Description of the task:
Reproduce the entire book page about the novel Tricks, word for word and line for line.

##### Selected passage #####

Cover of Tricks

Tricks

by Ellen Hopkins

2017 Simon and Schuster 656 pages English
Publication Date:
January 24th, 2017
Publisher:
Simon and Schuster
ISBN-13:
9781481498241
ISBN-10:
148149824X
Pages:
656

About Tricks

Tricks is a 2009 novel-in-verse by Ellen Hopkins, published by Margaret K. McElderry Books. It follows five teenagers — Eden, Seth, Whitney, Cody, and Ginger — each from a different background, each in some way abandoned or driven out by the people and systems that were supposed to protect them, and each drawn by different circumstances into survival sex work in Las Vegas. Hopkins structures the narrative so that the five voices alternate throughout the book's 626 pages, building toward an ending that is both devastating and, for some of the characters, tentatively hopeful.

Eden is a devout pastor's daughter who runs from home after her father catches her with her boyfriend and sends her to a religious reform camp. Seth is a gay teenager whose evangelical father rejects him for his sexuality. Whitney is a suburban girl whose relationship with an older man spirals into exploitation. Cody is a desperate kid trying to help his family through a financial crisis. Ginger is escaping an abusive home. Hopkins refuses to flatten any of them into types — each character's trajectory is specific, credible, and informed by the particular pressures that shape their choices.

The novel's form — angled verse, shaped on the page, intimate and urgent — allows Hopkins to convey interiority with unusual precision. These are not victims as the word implies a passivity they never possess; they are young people making decisions under conditions designed to offer them no good options.

Ellen Hopkins's Body of Work

Ellen Hopkins is among the most challenged authors in American school libraries. Her novels — drawn in many cases from the experiences of people she knows, including her daughter — return repeatedly to the subjects that the most-banned-books lists reliably flag: drug addiction, sexual abuse, prostitution, mental illness, suicide, self-harm, LGBTQ+ identity. Tricks led directly to a companion novel, Traffick (2015), which follows the same five characters five years later.

##### Data extract #####

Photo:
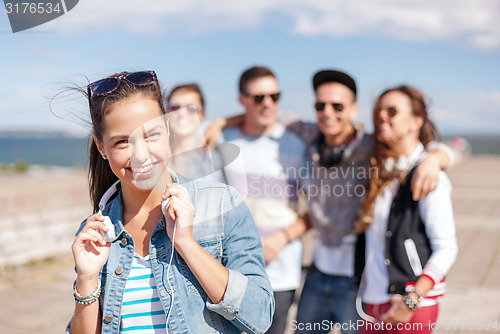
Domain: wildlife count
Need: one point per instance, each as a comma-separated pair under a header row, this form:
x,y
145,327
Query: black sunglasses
x,y
391,111
320,106
191,108
257,99
108,85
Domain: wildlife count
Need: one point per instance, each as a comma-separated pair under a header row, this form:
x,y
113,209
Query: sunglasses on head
x,y
391,111
320,106
191,108
108,85
257,99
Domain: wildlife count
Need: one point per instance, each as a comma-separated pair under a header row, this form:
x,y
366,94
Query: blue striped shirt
x,y
142,311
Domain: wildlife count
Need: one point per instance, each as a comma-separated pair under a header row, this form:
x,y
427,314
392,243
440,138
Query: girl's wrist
x,y
86,284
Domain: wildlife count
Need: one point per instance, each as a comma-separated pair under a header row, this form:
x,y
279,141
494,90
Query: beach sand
x,y
37,298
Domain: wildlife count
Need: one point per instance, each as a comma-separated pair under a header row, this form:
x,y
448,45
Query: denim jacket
x,y
224,227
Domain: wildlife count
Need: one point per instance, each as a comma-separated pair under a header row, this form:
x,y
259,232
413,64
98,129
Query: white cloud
x,y
475,23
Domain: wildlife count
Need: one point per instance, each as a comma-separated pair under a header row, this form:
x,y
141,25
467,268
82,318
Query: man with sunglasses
x,y
270,154
338,165
339,168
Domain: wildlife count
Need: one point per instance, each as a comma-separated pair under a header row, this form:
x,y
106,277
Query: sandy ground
x,y
37,298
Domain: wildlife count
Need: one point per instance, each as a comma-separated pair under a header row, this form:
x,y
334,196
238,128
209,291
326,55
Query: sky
x,y
448,49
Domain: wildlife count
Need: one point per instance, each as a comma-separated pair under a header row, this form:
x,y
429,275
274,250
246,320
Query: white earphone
x,y
110,235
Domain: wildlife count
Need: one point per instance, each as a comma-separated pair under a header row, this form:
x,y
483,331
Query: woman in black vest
x,y
410,245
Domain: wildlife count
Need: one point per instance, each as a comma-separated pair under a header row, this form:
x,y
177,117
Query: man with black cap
x,y
339,170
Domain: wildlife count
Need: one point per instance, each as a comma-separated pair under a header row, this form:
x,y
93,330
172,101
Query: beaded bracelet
x,y
409,289
88,299
410,302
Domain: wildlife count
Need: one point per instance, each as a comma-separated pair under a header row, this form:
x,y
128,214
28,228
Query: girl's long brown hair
x,y
381,151
101,177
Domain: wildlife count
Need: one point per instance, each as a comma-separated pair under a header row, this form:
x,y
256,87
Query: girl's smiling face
x,y
135,141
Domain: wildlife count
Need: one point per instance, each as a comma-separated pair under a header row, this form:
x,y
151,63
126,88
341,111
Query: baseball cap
x,y
334,76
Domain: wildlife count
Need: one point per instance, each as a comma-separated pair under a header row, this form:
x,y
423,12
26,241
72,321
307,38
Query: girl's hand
x,y
179,211
90,251
399,312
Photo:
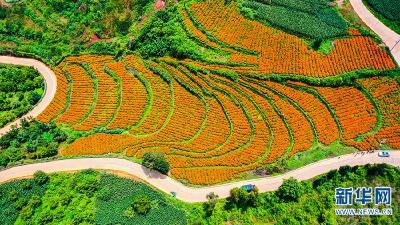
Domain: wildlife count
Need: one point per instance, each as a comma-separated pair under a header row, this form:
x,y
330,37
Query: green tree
x,y
141,204
290,190
40,177
156,161
209,206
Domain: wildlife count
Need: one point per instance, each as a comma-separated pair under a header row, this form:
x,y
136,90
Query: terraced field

#####

Solution:
Cover of Tricks

Tricks

by Ellen Hopkins

2017 Simon and Schuster 656 pages English
Publication Date:
January 24th, 2017
Publisher:
Simon and Schuster
ISBN-13:
9781481498241
ISBN-10:
148149824X
Pages:
656

About Tricks

Tricks is a 2009 novel-in-verse by Ellen Hopkins, published by Margaret K. McElderry Books. It follows five teenagers — Eden, Seth, Whitney, Cody, and Ginger — each from a different background, each in some way abandoned or driven out by the people and systems that were supposed to protect them, and each drawn by different circumstances into survival sex work in Las Vegas. Hopkins structures the narrative so that the five voices alternate throughout the book's 626 pages, building toward an ending that is both devastating and, for some of the characters, tentatively hopeful.

Eden is a devout pastor's daughter who runs from home after her father catches her with her boyfriend and sends her to a religious reform camp. Seth is a gay teenager whose evangelical father rejects him for his sexuality. Whitney is a suburban girl whose relationship with an older man spirals into exploitation. Cody is a desperate kid trying to help his family through a financial crisis. Ginger is escaping an abusive home. Hopkins refuses to flatten any of them into types — each character's trajectory is specific, credible, and informed by the particular pressures that shape their choices.

The novel's form — angled verse, shaped on the page, intimate and urgent — allows Hopkins to convey interiority with unusual precision. These are not victims as the word implies a passivity they never possess; they are young people making decisions under conditions designed to offer them no good options.

Ellen Hopkins's Body of Work

Ellen Hopkins is among the most challenged authors in American school libraries. Her novels — drawn in many cases from the experiences of people she knows, including her daughter — return repeatedly to the subjects that the most-banned-books lists reliably flag: drug addiction, sexual abuse, prostitution, mental illness, suicide, self-harm, LGBTQ+ identity. Tricks led directly to a companion novel, Traffick (2015), which follows the same five characters five years later.